Return all entries word for word, but drop any images.

**PROVIDED RECORDS:**
● ● ● ● ●
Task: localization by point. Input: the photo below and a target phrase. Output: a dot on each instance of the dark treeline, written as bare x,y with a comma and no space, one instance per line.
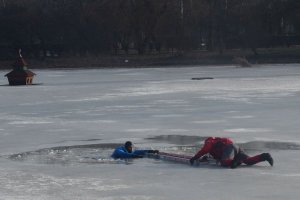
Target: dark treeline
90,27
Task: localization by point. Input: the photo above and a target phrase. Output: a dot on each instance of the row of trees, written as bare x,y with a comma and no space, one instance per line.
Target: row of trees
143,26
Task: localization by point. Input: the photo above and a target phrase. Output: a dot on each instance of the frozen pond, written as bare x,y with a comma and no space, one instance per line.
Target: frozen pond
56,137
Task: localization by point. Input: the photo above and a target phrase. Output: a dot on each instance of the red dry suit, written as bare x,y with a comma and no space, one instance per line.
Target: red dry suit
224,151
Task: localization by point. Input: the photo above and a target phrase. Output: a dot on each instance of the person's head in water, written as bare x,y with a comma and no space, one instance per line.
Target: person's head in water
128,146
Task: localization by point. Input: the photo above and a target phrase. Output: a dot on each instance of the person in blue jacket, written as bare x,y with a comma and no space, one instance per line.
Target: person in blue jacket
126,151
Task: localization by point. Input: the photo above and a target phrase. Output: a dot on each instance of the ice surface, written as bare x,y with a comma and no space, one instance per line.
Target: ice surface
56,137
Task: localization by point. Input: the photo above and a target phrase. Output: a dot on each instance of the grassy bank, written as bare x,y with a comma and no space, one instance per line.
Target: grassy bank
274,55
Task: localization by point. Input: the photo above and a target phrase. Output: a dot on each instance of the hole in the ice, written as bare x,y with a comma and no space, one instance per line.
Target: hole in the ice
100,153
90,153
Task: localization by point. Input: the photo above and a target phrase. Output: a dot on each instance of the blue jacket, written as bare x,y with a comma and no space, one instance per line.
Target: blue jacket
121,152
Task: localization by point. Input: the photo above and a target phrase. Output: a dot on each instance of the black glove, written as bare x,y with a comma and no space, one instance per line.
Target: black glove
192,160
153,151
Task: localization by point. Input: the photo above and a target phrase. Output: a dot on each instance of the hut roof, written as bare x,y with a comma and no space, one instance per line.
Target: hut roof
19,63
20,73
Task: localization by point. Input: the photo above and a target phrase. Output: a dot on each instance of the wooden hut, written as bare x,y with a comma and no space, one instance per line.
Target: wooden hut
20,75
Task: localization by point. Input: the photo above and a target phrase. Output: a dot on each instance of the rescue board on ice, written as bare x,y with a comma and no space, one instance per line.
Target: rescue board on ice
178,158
● ● ● ● ●
**ANSWER TO THIS EXERCISE:**
Task: localization by point. Input: the photo below and a target phrase. Output: a dot on each instance of the dark treeline, written as bare x,y with a comma and no space, one instance per line.
Target: dark treeline
90,27
Task: localization by point. Input: the photo above and a target phrase. Output: a dot on each instance of the row of trees, written as bare x,y with a comma and no space, one instance per line.
Target: row of trees
143,26
Task: localization by point. Input: the photo above and a target phrase. Output: a dot on each instance of the frozen pond, written as bare x,y with a comma and no space, one instance per line.
Target: frozen pond
56,137
Task: localization by point. Input: the photo above and a target phrase. Output: a dot on each instance of the red dry suit, written as bare x,y with a comma and no space, one instance per line.
Target: red dry suit
224,151
Task: localization by point. Input: the photo above and a target phrase. Output: a dot on each instance of the person's head in water, written as bare x,y with a comma and no space, one instance per line.
Target: person's head in water
128,146
Task: localization by point. Input: the photo above and a target phrase. Output: a dot on each instance of the person in blue jacket, written as bare x,y with a comma and no space, one instance per line.
Target: person in blue jacket
126,151
Task: localization by point. Input: the photo above and a target phrase. Output: a dot on each instance of the ice surface, written as bare x,y with a comma and no space, one instance per line.
Target: ice surface
56,137
Task: localization by point. Input: the photo above and a target phrase. Output: a dot on each instance of the grassy bank, written as bare x,y with a comma and no space, one instance per line.
Target: grassy bank
274,55
Task: localization by point. Input: the photo above and a target phrase. Output: a dot on each instance of the hole in the ice, written as bare x,y with a comma and no space, one instance per line.
Target: hole in the ice
100,153
90,153
Task: localization by point. Input: the photo above and a target phrase. Output: a dot on each instance of the blue jacket, written as bare x,y with a comma and no space, one instance per line.
Target: blue jacket
121,152
Task: localization by point. Input: the photo above and a target phrase. Output: a dot on each instance of the black glove, written as bare x,y with a comma and no space, one instance per line.
Target: black glove
192,160
153,151
Task: localization by point. Input: the photo above and a target phrase. Output: a dot on each instance of the hut roof, written as bare x,y with a comma and no space, one instance per line.
Target: hut roof
19,63
20,73
Task: localization by point. Input: the photo above and a target phrase. Output: a dot on each instance of the wooden hut, written as bare x,y with a comma and no space, one instance per line.
Target: wooden hut
20,75
Task: localization by point. Input: the photo above and a target phrase. Output: a dot on each instance of the rescue board on ice, written as bare x,y with a comma and no space, one instance per line.
Target: rescue board on ice
178,158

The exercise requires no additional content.